▶ [Exercise objective]:
Set down a precise copy of the whole listing.

▶ [Provided material]:
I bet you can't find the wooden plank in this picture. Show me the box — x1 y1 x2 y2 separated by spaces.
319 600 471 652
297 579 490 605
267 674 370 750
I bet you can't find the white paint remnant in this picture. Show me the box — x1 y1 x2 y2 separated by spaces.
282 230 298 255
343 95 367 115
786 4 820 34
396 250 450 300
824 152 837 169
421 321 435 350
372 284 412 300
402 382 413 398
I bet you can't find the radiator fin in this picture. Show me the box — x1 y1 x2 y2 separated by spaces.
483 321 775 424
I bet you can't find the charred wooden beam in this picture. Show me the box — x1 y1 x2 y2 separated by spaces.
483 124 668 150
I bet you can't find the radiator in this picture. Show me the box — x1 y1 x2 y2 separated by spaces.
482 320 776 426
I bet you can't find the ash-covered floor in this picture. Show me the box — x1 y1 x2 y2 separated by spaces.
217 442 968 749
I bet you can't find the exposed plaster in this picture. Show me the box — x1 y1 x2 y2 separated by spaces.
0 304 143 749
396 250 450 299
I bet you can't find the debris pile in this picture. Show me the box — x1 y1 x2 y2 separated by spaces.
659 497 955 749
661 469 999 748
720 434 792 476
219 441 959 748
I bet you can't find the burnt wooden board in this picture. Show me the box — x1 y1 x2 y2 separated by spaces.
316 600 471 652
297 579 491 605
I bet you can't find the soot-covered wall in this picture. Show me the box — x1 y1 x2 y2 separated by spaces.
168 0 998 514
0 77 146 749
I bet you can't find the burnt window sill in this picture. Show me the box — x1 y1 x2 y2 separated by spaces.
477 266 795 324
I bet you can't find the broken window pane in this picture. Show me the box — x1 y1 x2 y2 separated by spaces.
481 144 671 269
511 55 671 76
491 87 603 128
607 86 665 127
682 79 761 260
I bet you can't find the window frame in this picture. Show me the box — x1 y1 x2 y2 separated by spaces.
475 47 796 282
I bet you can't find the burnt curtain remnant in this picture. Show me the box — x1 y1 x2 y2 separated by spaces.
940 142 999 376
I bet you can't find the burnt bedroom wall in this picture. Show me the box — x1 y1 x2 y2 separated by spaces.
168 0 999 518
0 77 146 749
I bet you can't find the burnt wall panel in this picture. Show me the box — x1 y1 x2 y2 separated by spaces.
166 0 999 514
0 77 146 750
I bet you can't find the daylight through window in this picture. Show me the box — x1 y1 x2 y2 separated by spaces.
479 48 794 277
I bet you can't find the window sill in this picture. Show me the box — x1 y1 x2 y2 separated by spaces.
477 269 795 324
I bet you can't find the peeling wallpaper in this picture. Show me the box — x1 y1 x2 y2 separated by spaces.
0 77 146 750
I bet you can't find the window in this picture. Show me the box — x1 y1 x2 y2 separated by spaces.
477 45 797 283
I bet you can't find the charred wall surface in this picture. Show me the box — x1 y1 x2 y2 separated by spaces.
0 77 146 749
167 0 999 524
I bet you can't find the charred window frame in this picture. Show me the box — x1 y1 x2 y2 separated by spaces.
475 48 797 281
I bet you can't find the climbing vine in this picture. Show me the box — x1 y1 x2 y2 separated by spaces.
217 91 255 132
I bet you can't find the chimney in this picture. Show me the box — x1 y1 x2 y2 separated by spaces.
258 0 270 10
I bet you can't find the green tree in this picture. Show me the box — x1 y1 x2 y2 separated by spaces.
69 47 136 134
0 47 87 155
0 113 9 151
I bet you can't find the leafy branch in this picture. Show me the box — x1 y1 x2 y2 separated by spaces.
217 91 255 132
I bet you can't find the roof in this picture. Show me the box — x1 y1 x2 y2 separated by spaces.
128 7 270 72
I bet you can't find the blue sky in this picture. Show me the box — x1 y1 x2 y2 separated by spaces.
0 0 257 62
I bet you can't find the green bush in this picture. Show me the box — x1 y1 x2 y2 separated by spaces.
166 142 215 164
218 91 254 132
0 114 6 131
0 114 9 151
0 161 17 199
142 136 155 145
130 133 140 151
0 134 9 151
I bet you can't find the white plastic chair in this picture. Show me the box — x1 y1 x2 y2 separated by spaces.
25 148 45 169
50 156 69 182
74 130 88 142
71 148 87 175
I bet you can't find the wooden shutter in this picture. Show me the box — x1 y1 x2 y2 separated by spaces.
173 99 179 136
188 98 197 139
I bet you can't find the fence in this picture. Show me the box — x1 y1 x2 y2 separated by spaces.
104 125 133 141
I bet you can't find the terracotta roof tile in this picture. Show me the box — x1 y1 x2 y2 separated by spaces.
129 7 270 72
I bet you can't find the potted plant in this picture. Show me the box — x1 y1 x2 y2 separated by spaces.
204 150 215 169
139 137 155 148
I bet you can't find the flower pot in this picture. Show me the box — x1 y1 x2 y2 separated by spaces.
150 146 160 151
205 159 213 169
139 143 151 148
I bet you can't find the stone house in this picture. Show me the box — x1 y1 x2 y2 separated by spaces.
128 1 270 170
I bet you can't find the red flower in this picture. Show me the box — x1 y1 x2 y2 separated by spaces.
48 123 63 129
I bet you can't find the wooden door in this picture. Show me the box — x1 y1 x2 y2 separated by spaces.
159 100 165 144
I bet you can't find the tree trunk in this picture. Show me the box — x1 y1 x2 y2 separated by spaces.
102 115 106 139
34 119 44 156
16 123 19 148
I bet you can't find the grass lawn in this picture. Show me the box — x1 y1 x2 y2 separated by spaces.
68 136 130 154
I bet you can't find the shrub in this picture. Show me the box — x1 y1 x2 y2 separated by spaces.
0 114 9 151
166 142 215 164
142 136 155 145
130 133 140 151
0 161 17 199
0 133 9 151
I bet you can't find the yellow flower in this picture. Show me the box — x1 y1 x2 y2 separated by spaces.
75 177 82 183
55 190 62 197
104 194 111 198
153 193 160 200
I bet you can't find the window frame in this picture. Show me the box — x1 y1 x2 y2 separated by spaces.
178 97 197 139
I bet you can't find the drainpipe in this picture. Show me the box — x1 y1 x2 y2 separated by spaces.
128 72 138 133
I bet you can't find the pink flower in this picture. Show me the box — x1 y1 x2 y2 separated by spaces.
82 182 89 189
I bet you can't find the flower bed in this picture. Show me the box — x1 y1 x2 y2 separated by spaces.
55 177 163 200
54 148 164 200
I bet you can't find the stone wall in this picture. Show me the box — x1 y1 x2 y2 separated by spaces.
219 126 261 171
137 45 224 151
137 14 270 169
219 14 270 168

▶ [Your response]:
I bet you can't find the wooden plank in this picture. Show me the box — x1 y1 x2 y2 separated by spaces.
319 600 471 652
297 579 490 605
267 674 370 750
I bet you can't find the white paint remnant in this picture. Show me the box — x1 y1 x2 y2 separated by spaces.
282 230 298 255
343 95 367 115
786 4 820 34
396 250 450 300
824 152 837 169
421 321 435 350
372 284 412 300
402 382 413 398
I bet you can't find the radiator fin in this picture. Show me the box — x1 y1 x2 y2 separated by spaces.
483 321 775 424
I bet you can't find the charred wooden beam in this picture. Show me the box — x1 y1 x2 y2 separated by spaces.
483 124 668 150
I bet you can't find the radiator in this picture. Show me the box — x1 y1 x2 y2 separated by spaces.
482 320 776 426
I bet you can't find the ash-covered floor in this picture. Show me the box — x1 y1 x2 y2 separated by spaces.
217 442 968 749
I bet you can't find the exposed plaster in this picture. Show me the box — x1 y1 x2 y2 separated by spaces.
0 304 143 749
396 250 450 299
I bet you can't find the debris pile in this picture. Show me the box — x1 y1 x2 y2 separated by spaces.
659 497 955 749
661 469 999 748
720 434 792 476
219 441 959 748
I bet you can't find the burnt wooden board in this picture. Show me the box — x1 y1 x2 y2 separated by spaces.
316 600 471 652
297 579 491 605
I bet you can't find the soot-covered wall in this picture. Show me the box — x1 y1 x2 y2 separated by spaces.
168 0 998 514
0 77 146 749
I bet you can't find the burnt window sill in this picture. Show me the box — x1 y1 x2 y2 separated by spaces.
477 266 795 324
I bet you can't find the broken window pane in this picture. Show me the box — x1 y1 x2 y2 separated by spaces.
481 144 671 269
511 55 671 76
491 87 603 128
607 86 665 127
682 79 761 260
I bet you can't find the window frame in this picture. Show me the box — x1 y1 x2 y2 separated by spaces.
475 47 796 282
I bet you can't find the burnt curtain remnant in this picture. Show me the box — x1 y1 x2 y2 separated by spaces.
940 142 999 376
I bet you can't find the burnt bedroom wall in this picture. Show me the box — x1 y1 x2 y2 separated by spaces.
168 0 999 518
0 77 146 749
I bet you can't find the burnt wall panel in this picture. Show me the box — x1 y1 x2 y2 separated by spaces.
166 0 999 514
0 77 146 750
I bet you can't find the daylight through window in this picture. Show me the box — x1 y1 x2 y2 separated by spaces.
479 48 794 277
I bet you can't find the window sill in this picture. Show me the box — x1 y1 x2 y2 separated by spaces.
477 269 795 324
I bet you can't find the peeling wallpaper in this picture. Show me the box — x1 y1 x2 y2 separated by spaces.
0 77 146 750
I bet you can't find the window in this picture. Show me the box — x1 y1 x2 y2 separated by spaces.
477 45 797 283
I bet you can't find the charred wall surface in this picture. Show me the box — x1 y1 x2 y2 separated by spaces.
0 77 146 749
167 0 999 524
I bet you can't find the charred window frame in this picture. Show me the box — x1 y1 x2 y2 separated by spaces.
475 48 797 281
I bet you can't find the climbing vine in this picture. Show me the box — x1 y1 x2 y2 separated by spaces.
217 91 255 132
I bet you can't find the chimney in this picture. Show me the box — x1 y1 x2 y2 separated by spaces.
258 0 270 10
I bet you can't find the green tree in this picture. Show me the box — x1 y1 x2 y2 separated by spaces.
69 47 136 134
0 47 87 155
0 113 9 151
I bet you can't find the leafy branch in this picture. Show me the box — x1 y1 x2 y2 separated by spaces.
217 91 255 132
I bet you can't find the roof in this picture. Show me the box — x1 y1 x2 y2 separated by spaces.
128 7 270 72
I bet you can't find the blue sky in this picture. Show me the box — x1 y1 x2 y2 separated by spaces.
0 0 257 62
I bet you can't find the green bush in this picture. Show me the box — x1 y1 x2 y2 separated by spaces.
166 142 215 164
218 91 254 132
0 114 6 131
0 114 9 151
0 161 17 199
142 136 155 145
130 133 140 151
0 134 9 151
I bet you can't find the white plastic chair in this picture. Show me the box — x1 y1 x2 y2 separated by spaces.
25 148 45 169
50 156 69 182
74 130 88 142
71 148 87 175
I bet you can't find the wooden shutter in this picture. Show me the box — x1 y1 x2 y2 separated by spaces.
173 99 179 136
188 98 197 139
I bet you can't find the fence in this picture. Show me the box — x1 y1 x2 y2 separated by spaces.
104 125 133 141
I bet you can't find the terracotta roof tile in this picture. Show me the box — x1 y1 x2 y2 separated by spaces.
129 7 270 72
I bet you can't find the potted plant in this picture. Show me the box — x1 y1 x2 y2 separated by spaces.
204 150 215 169
139 137 155 148
I bet you can't find the flower pot in this picture. Show me the box — x1 y1 x2 y2 separated by spaces.
150 146 160 151
205 159 213 169
139 143 151 148
I bet you can't find the stone house in this picture. Show me the box — x1 y1 x2 y2 separated by spaces.
128 1 270 170
I bet you can't find the red flower in this picture. Show me the box — x1 y1 x2 y2 separated by spaces.
48 123 63 129
I bet you can't find the wooden door in this picture. Show me the box — x1 y1 x2 y2 separated by spaces.
159 100 165 144
I bet you can't find the tree trunk in this picture. Show me the box — x1 y1 x2 y2 separated by spaces.
102 115 106 139
34 119 44 156
16 123 19 148
I bet you can't find the grass lawn in this picture. Show me the box — x1 y1 x2 y2 separated by spaces.
68 136 130 154
I bet you can't find the shrub in this picture. Show me the box — x1 y1 x2 y2 separated by spaces.
0 114 9 151
166 142 215 164
142 136 155 145
130 133 140 151
0 161 17 199
0 133 9 151
I bet you can't find the yellow flower in this picture. Show me the box — x1 y1 x2 y2 separated by spaces.
75 177 82 183
55 190 62 197
104 194 111 198
153 193 160 200
I bet you can't find the window frame in this picture. Show me the box — x1 y1 x2 y2 separated by spaces.
178 97 197 139
I bet you can't find the drainpipe in this picture. Show me the box — x1 y1 x2 y2 separated by spaces.
128 72 138 133
I bet you can't find the pink flower in this picture. Show me the box — x1 y1 x2 y2 separated by spaces.
82 182 89 189
I bet you can't find the flower bed in this picture. Show me the box — x1 y1 x2 y2 separated by spaces.
55 177 163 200
54 148 164 200
I bet you can't find the stone wall in this picture. Show me the box — x1 y1 x2 y2 separated by spaces.
219 126 261 171
137 45 224 151
137 14 270 169
219 14 270 168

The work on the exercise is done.